* Problem to work on
Copy the part that opens with the line containing "Query: jute sack cloth" and runs through the last of the rows. Replace "sample" with "model" and keep everything else the same.

* Input for this task

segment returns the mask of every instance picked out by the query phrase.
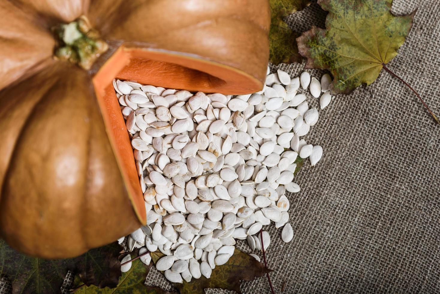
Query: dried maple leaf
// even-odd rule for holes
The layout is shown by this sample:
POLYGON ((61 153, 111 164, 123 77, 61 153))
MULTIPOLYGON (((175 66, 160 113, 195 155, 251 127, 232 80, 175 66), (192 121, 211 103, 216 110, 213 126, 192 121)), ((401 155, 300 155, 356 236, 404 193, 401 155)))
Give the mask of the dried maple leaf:
MULTIPOLYGON (((165 256, 158 251, 150 254, 155 264, 165 256)), ((181 294, 203 294, 208 288, 219 288, 241 293, 241 281, 253 281, 270 272, 271 270, 266 268, 261 262, 236 248, 227 262, 217 265, 213 270, 209 279, 202 276, 200 279, 193 279, 190 283, 183 281, 183 283, 172 284, 181 294)))
POLYGON ((88 285, 114 287, 121 276, 120 251, 115 243, 75 258, 48 260, 22 254, 0 240, 0 275, 11 281, 12 293, 59 293, 68 270, 88 285))
POLYGON ((297 40, 306 68, 328 70, 332 94, 348 94, 373 83, 385 64, 397 55, 414 13, 396 16, 392 0, 319 0, 329 11, 326 29, 313 27, 297 40))
POLYGON ((298 52, 296 40, 301 34, 292 31, 284 19, 290 14, 304 9, 311 3, 311 0, 270 0, 269 60, 272 63, 302 62, 302 57, 298 52))
POLYGON ((329 13, 326 29, 313 27, 297 39, 306 68, 328 70, 334 78, 332 94, 348 94, 370 85, 382 68, 407 86, 437 122, 440 121, 422 97, 385 64, 397 55, 412 26, 415 11, 396 16, 392 0, 318 0, 329 13))

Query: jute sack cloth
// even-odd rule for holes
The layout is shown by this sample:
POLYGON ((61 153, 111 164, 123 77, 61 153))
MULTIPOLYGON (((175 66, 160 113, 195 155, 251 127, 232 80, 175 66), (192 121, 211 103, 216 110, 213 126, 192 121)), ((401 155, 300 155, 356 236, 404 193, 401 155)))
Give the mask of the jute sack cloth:
MULTIPOLYGON (((439 4, 394 0, 395 14, 418 9, 406 43, 389 65, 438 115, 439 4)), ((314 4, 286 21, 303 32, 323 28, 325 16, 314 4)), ((304 65, 278 67, 293 77, 304 65)), ((320 77, 323 72, 309 72, 320 77)), ((309 106, 319 107, 308 97, 309 106)), ((301 191, 288 195, 293 240, 284 243, 281 229, 267 228, 275 292, 283 284, 283 293, 440 292, 440 127, 385 72, 370 86, 336 97, 319 115, 306 140, 323 146, 323 158, 314 167, 304 165, 294 180, 301 191)), ((238 247, 250 252, 246 241, 238 247)), ((171 289, 154 268, 146 283, 171 289)), ((265 277, 244 283, 241 290, 270 292, 265 277)))
MULTIPOLYGON (((440 2, 394 0, 392 11, 418 7, 406 43, 389 67, 440 116, 440 2)), ((326 15, 313 4, 286 20, 303 32, 323 28, 326 15)), ((304 66, 278 68, 296 77, 304 66)), ((318 77, 324 72, 309 71, 318 77)), ((319 107, 308 95, 309 107, 319 107)), ((293 240, 285 243, 281 228, 266 227, 275 292, 285 282, 283 293, 440 292, 440 126, 386 72, 368 87, 337 96, 319 116, 305 139, 321 145, 323 156, 315 167, 304 165, 294 179, 301 191, 288 195, 293 240)), ((246 241, 238 243, 250 252, 246 241)), ((155 270, 147 283, 170 289, 155 270)), ((242 291, 270 289, 264 276, 244 283, 242 291)))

* Result for this exercise
Query: jute sack cloth
// even-odd rule for holes
The layout is shown by this model:
POLYGON ((61 153, 111 164, 123 77, 61 153))
MULTIPOLYGON (((175 66, 160 113, 195 155, 251 127, 232 80, 175 66), (192 121, 211 103, 216 110, 213 126, 192 121)), ((401 155, 300 155, 356 236, 404 193, 401 155)))
Give the mask of the jute sack cloth:
MULTIPOLYGON (((439 4, 394 0, 395 14, 418 9, 406 43, 389 65, 438 115, 439 4)), ((314 4, 286 21, 303 32, 323 28, 325 16, 314 4)), ((304 65, 278 67, 293 77, 304 65)), ((320 77, 323 72, 309 72, 320 77)), ((309 106, 319 107, 308 97, 309 106)), ((301 191, 288 195, 293 240, 284 243, 281 229, 267 228, 275 292, 283 284, 283 293, 440 292, 440 127, 385 72, 370 86, 336 97, 319 115, 306 140, 323 146, 323 158, 314 167, 304 165, 294 180, 301 191)), ((238 247, 250 252, 246 241, 238 247)), ((171 289, 154 268, 146 283, 171 289)), ((265 277, 244 283, 241 290, 270 292, 265 277)))
MULTIPOLYGON (((440 2, 394 0, 392 11, 418 7, 406 43, 389 67, 440 116, 440 2)), ((326 15, 313 4, 286 20, 303 32, 323 28, 326 15)), ((304 66, 278 68, 296 77, 304 66)), ((318 77, 324 72, 309 71, 318 77)), ((319 107, 308 95, 309 107, 319 107)), ((293 240, 285 243, 281 228, 266 227, 275 292, 285 282, 283 293, 440 292, 440 126, 386 72, 368 87, 337 96, 319 116, 305 139, 321 145, 323 156, 315 167, 304 165, 294 179, 301 191, 288 195, 293 240)), ((246 241, 238 243, 250 252, 246 241)), ((155 270, 147 283, 170 289, 155 270)), ((242 291, 270 289, 264 276, 244 283, 242 291)))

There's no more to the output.